- **INSTRUCTIONS FOR THE TASK**
Convert every line of the items below into a Markdown table with two columns, Row and Line: Row holds the line's number, and Line holds the line itself. Leave out any blank lines.

- **RECORDS FOR THIS EXERCISE**
§ §

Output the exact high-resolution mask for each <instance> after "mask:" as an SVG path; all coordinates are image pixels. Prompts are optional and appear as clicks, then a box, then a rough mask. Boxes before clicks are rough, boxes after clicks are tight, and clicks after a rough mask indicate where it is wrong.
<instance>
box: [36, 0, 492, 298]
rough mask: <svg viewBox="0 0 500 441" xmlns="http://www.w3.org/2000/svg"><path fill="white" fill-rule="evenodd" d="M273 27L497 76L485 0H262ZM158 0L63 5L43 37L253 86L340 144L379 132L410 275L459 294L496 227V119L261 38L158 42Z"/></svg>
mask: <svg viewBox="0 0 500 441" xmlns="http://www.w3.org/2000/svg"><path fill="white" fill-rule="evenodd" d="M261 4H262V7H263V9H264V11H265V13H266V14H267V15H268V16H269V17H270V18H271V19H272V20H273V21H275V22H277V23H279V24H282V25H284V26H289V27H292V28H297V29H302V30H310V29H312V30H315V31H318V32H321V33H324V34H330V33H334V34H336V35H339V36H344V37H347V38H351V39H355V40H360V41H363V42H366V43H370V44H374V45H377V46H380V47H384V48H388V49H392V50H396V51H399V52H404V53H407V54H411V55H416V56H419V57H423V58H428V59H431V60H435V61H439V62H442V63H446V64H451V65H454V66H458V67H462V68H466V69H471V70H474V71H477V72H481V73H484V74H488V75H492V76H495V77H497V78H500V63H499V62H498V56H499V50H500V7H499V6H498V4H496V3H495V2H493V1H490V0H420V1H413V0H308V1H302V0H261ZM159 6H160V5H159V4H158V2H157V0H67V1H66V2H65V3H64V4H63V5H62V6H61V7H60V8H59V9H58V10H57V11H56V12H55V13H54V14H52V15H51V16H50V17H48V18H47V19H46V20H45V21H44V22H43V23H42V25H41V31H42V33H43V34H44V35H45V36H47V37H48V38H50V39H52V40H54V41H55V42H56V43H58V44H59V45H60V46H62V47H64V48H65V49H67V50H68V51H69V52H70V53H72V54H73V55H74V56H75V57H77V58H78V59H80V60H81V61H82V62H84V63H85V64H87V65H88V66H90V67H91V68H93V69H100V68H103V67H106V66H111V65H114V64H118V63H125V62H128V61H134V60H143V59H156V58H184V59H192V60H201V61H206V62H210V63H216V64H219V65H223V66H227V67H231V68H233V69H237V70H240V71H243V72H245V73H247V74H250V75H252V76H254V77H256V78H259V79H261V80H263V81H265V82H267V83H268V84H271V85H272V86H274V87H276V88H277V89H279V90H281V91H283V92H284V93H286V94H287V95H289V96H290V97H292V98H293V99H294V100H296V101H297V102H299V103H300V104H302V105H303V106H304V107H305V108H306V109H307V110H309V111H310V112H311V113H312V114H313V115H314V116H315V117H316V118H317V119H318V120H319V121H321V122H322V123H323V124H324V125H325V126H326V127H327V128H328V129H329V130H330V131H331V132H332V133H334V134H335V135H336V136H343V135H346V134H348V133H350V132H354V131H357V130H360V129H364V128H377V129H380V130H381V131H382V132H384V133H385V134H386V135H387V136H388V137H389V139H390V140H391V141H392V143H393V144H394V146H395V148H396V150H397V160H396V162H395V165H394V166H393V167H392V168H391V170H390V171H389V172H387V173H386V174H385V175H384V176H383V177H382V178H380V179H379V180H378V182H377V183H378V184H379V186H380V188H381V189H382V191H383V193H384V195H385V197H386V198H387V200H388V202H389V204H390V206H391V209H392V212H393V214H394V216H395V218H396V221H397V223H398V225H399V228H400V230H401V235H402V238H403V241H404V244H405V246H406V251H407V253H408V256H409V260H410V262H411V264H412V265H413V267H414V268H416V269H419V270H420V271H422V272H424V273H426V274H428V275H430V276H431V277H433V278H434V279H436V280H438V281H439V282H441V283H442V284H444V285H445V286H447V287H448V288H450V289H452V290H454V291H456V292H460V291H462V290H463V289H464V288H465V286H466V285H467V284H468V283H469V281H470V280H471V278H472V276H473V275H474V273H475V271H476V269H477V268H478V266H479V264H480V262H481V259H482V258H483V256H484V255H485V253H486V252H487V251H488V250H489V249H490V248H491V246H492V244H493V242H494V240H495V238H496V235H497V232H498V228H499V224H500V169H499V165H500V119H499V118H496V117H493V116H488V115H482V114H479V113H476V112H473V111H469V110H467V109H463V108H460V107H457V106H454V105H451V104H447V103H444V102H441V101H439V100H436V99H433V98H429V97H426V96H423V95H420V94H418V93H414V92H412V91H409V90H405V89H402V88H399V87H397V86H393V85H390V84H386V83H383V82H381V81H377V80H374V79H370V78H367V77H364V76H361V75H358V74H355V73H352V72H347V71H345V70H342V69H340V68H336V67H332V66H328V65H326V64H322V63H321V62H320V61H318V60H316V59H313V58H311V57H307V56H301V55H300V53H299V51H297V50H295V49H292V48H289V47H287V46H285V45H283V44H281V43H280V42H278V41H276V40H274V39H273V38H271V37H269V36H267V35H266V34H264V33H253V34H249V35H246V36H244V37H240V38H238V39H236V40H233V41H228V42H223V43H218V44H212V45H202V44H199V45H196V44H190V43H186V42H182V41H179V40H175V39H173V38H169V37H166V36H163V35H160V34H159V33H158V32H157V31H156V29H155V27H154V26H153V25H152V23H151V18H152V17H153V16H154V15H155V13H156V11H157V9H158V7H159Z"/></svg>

§ §

- **OUTPUT FOR THIS EXERCISE**
| Row | Line |
|---|---|
| 1 | Output the exact high-resolution mask for each <instance> after "mask:" as an SVG path; all coordinates are image pixels. Prompts are optional and appear as clicks, then a box, then a rough mask. Boxes before clicks are rough, boxes after clicks are tight, and clicks after a rough mask indicate where it is wrong. |
| 2 | <instance> |
| 3 | box: [36, 0, 492, 298] |
| 4 | rough mask: <svg viewBox="0 0 500 441" xmlns="http://www.w3.org/2000/svg"><path fill="white" fill-rule="evenodd" d="M273 27L497 76L485 0H262ZM158 0L63 5L43 37L253 86L340 144L379 132L410 275L459 294L496 227V119L261 38L158 42Z"/></svg> |
| 5 | mask: <svg viewBox="0 0 500 441" xmlns="http://www.w3.org/2000/svg"><path fill="white" fill-rule="evenodd" d="M261 4H262V7H263V9H264V11H265V13H266V14H267V15H268V16H269V17H270V18H271V19H272V20H273V21H275V22H277V23H279V24H282V25H284V26H289V27H292V28H297V29H302V30H310V29H312V30H315V31H318V32H321V33H324V34H330V33H334V34H336V35H339V36H344V37H347V38H351V39H355V40H360V41H363V42H366V43H370V44H374V45H377V46H380V47H384V48H388V49H392V50H396V51H399V52H404V53H407V54H411V55H416V56H419V57H423V58H428V59H431V60H435V61H439V62H442V63H446V64H451V65H454V66H458V67H462V68H466V69H471V70H474V71H477V72H481V73H484V74H488V75H492V76H495V77H497V78H500V63H499V62H498V56H499V50H500V7H499V6H498V4H496V3H495V2H493V1H490V0H420V1H413V0H308V1H302V0H261ZM159 6H160V5H159V4H158V2H157V0H67V1H66V2H65V3H64V4H63V5H62V6H61V7H60V8H59V9H58V10H57V11H56V12H55V13H54V14H52V15H51V16H50V17H48V18H47V19H46V20H45V21H44V22H43V23H42V25H41V31H42V33H43V34H44V35H45V36H47V37H48V38H50V39H52V40H54V41H55V42H56V43H58V44H59V45H60V46H62V47H64V48H65V49H67V50H68V51H69V52H70V53H72V54H73V55H74V56H75V57H77V58H78V59H80V60H81V61H82V62H84V63H85V64H87V65H88V66H90V67H91V68H93V69H100V68H103V67H106V66H111V65H114V64H118V63H125V62H128V61H134V60H143V59H156V58H184V59H192V60H201V61H206V62H210V63H216V64H219V65H223V66H227V67H231V68H233V69H237V70H240V71H243V72H245V73H247V74H250V75H252V76H254V77H256V78H259V79H261V80H263V81H265V82H267V83H268V84H271V85H272V86H274V87H276V88H277V89H279V90H281V91H283V92H284V93H286V94H287V95H289V96H290V97H292V98H293V99H294V100H296V101H297V102H299V103H300V104H302V105H303V106H304V107H305V108H306V109H307V110H309V111H310V112H311V113H312V114H313V115H314V116H315V117H316V118H317V119H318V120H319V121H321V122H322V123H323V124H324V125H325V126H326V127H327V128H328V129H329V130H330V131H331V132H332V133H334V134H335V135H336V136H343V135H346V134H348V133H350V132H354V131H357V130H360V129H364V128H377V129H380V130H381V131H382V132H384V133H385V134H386V135H387V136H388V137H389V139H390V140H391V141H392V143H393V144H394V146H395V148H396V150H397V160H396V162H395V165H394V166H393V167H392V168H391V170H390V171H389V172H387V173H386V174H385V175H384V176H383V177H382V178H380V179H379V180H378V182H377V183H378V184H379V186H380V188H381V189H382V191H383V193H384V195H385V197H386V198H387V200H388V202H389V204H390V206H391V209H392V212H393V214H394V216H395V218H396V221H397V223H398V225H399V228H400V230H401V235H402V238H403V241H404V244H405V246H406V251H407V253H408V256H409V260H410V262H411V264H412V265H413V267H414V268H416V269H419V270H420V271H422V272H424V273H426V274H428V275H430V276H431V277H433V278H434V279H436V280H438V281H439V282H441V283H442V284H444V285H445V286H447V287H448V288H450V289H452V290H454V291H456V292H460V291H462V290H463V289H464V288H465V286H466V285H467V284H468V283H469V281H470V280H471V278H472V276H473V275H474V273H475V271H476V269H477V268H478V266H479V264H480V262H481V259H482V258H483V256H484V255H485V253H486V252H487V251H488V250H489V249H490V248H491V246H492V244H493V242H494V240H495V238H496V235H497V232H498V228H499V224H500V169H499V165H500V119H499V118H496V117H493V116H488V115H482V114H479V113H476V112H473V111H469V110H467V109H463V108H460V107H457V106H454V105H451V104H447V103H444V102H441V101H439V100H436V99H433V98H429V97H426V96H423V95H420V94H418V93H414V92H412V91H409V90H405V89H402V88H399V87H397V86H393V85H390V84H386V83H383V82H381V81H377V80H374V79H370V78H367V77H364V76H361V75H358V74H355V73H352V72H347V71H345V70H342V69H340V68H336V67H332V66H328V65H326V64H322V63H321V62H320V61H318V60H316V59H313V58H311V57H307V56H301V55H300V53H299V51H297V50H295V49H292V48H289V47H287V46H285V45H283V44H281V43H280V42H278V41H276V40H274V39H273V38H271V37H269V36H267V35H266V34H264V33H253V34H249V35H246V36H244V37H240V38H238V39H236V40H233V41H228V42H223V43H218V44H212V45H202V44H199V45H196V44H190V43H186V42H182V41H179V40H175V39H173V38H169V37H166V36H163V35H160V34H159V33H158V32H157V31H156V29H155V27H154V26H153V25H152V23H151V18H152V17H153V16H154V15H155V13H156V11H157V9H158V7H159Z"/></svg> |